**Given task**
Print out the entries below with no edits.

**Task inputs**
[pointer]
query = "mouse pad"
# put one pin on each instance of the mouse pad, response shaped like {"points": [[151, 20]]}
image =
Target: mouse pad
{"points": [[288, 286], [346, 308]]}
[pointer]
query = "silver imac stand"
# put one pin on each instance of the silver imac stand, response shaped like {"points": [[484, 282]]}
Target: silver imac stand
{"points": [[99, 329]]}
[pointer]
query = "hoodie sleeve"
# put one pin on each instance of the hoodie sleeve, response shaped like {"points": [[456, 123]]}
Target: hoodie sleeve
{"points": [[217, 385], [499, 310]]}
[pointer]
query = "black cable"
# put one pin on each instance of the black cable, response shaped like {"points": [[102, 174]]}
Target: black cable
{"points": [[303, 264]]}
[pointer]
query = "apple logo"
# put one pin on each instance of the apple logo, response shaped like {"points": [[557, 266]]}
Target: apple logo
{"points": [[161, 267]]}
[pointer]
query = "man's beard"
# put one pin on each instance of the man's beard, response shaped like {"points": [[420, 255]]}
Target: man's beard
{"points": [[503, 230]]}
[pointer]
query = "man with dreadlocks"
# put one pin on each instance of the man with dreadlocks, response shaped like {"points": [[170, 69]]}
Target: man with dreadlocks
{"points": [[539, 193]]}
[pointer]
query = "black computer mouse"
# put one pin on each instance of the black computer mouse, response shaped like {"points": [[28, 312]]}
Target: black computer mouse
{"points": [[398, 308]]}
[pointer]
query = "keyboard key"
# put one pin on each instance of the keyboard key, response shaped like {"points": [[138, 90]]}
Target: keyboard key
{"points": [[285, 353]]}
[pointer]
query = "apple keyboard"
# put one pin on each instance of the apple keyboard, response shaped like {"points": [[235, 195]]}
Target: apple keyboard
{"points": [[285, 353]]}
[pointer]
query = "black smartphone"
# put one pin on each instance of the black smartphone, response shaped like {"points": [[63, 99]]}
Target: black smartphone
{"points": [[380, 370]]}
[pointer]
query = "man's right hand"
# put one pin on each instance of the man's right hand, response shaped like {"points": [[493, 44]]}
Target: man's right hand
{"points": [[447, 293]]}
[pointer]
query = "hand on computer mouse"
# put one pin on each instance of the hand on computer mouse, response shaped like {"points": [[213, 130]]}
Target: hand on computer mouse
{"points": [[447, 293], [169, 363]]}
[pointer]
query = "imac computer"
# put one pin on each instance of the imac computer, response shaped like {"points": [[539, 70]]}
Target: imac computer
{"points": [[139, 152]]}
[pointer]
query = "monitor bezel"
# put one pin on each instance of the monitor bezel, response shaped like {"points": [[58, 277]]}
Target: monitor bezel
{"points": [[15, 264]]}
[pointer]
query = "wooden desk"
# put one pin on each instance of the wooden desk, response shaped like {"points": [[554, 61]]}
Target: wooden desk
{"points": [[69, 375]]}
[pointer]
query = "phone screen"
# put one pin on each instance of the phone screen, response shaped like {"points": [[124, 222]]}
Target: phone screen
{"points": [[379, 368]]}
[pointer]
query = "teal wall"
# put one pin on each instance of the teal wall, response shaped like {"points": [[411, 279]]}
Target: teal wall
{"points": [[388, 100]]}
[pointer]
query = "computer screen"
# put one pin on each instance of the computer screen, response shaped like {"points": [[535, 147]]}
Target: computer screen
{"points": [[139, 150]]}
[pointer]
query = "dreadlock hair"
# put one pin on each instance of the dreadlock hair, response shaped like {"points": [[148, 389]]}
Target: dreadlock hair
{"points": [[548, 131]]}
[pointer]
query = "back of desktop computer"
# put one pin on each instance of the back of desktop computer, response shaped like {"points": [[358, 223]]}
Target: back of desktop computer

**Response for this exercise**
[pointer]
query = "mouse pad"
# put one pin on each instance of the mouse pad, response shaped like {"points": [[151, 20]]}
image =
Target: mouse pad
{"points": [[288, 286], [346, 308]]}
[pointer]
query = "silver imac stand"
# put one pin on each instance of the silver imac stand, response shaped like {"points": [[484, 282]]}
Target: silver imac stand
{"points": [[99, 329]]}
[pointer]
query = "hoodie sleeve"
# put one pin on each instance of the hoodie sleeve, response shaped like {"points": [[456, 123]]}
Target: hoodie sleeve
{"points": [[217, 385], [499, 310]]}
[pointer]
query = "black cable"
# put one pin on each instance of the black cable, response shaped like {"points": [[102, 174]]}
Target: black cable
{"points": [[303, 264]]}
[pointer]
query = "apple logo"
# put one pin on each instance of the apple logo, response shaped like {"points": [[557, 266]]}
Target: apple logo
{"points": [[161, 267]]}
[pointer]
query = "man's beard"
# put one pin on each instance of the man's beard, response shaped like {"points": [[420, 255]]}
Target: man's beard
{"points": [[503, 230]]}
[pointer]
query = "man with dreadlocks"
# put one pin on each instance of the man with dreadlocks, response shaped like {"points": [[170, 69]]}
Target: man with dreadlocks
{"points": [[539, 193]]}
[pointer]
query = "black computer mouse"
# put one pin on each instance of the black computer mouse, response shaped like {"points": [[28, 312]]}
Target: black computer mouse
{"points": [[398, 308]]}
[pointer]
query = "keyboard key"
# put one pin on each instance of the keyboard key, response shaped like {"points": [[138, 90]]}
Target: keyboard key
{"points": [[285, 353]]}
[pointer]
query = "apple keyboard"
# put one pin on each instance of the apple keyboard, response shaped like {"points": [[235, 195]]}
Target: apple keyboard
{"points": [[285, 353]]}
[pointer]
query = "black smartphone"
# put one pin on each instance of the black smartphone, response shaped like {"points": [[63, 99]]}
Target: black smartphone
{"points": [[380, 370]]}
[pointer]
query = "man's right hand"
# put one pin on each instance of the man's right hand, response shaped like {"points": [[493, 44]]}
Target: man's right hand
{"points": [[447, 293]]}
[pointer]
query = "hand on computer mouse"
# put one pin on each instance of the hand on computer mouse, response shaped like {"points": [[213, 130]]}
Target: hand on computer mouse
{"points": [[447, 293], [169, 363]]}
[pointer]
query = "imac computer"
# put one pin on each instance of the imac computer, response shaped like {"points": [[539, 70]]}
Target: imac computer
{"points": [[139, 152]]}
[pointer]
query = "monitor bezel"
# put one pin on each instance of the monitor bezel, response shaped like {"points": [[58, 277]]}
Target: monitor bezel
{"points": [[15, 264]]}
[pointer]
query = "wooden desk"
# put one pin on each instance of the wooden desk, response shaped like {"points": [[554, 61]]}
Target: wooden desk
{"points": [[69, 375]]}
[pointer]
query = "phone screen"
# put one pin on each instance of the phone screen, response shaped like {"points": [[124, 222]]}
Target: phone screen
{"points": [[379, 368]]}
[pointer]
query = "teal wall"
# put one pin on each instance of the teal wall, response shaped like {"points": [[411, 279]]}
Target: teal wall
{"points": [[388, 100]]}
[pointer]
query = "computer screen"
# put one pin on each instance of the computer screen, response shaped like {"points": [[535, 147]]}
Target: computer screen
{"points": [[139, 150]]}
[pointer]
query = "dreadlock hair"
# put one pin on each instance of the dreadlock hair, response shaped like {"points": [[148, 389]]}
Target: dreadlock hair
{"points": [[548, 131]]}
[pointer]
query = "back of desktop computer"
# put one pin on each instance of the back of desktop computer, response shaped like {"points": [[358, 223]]}
Target: back of desktop computer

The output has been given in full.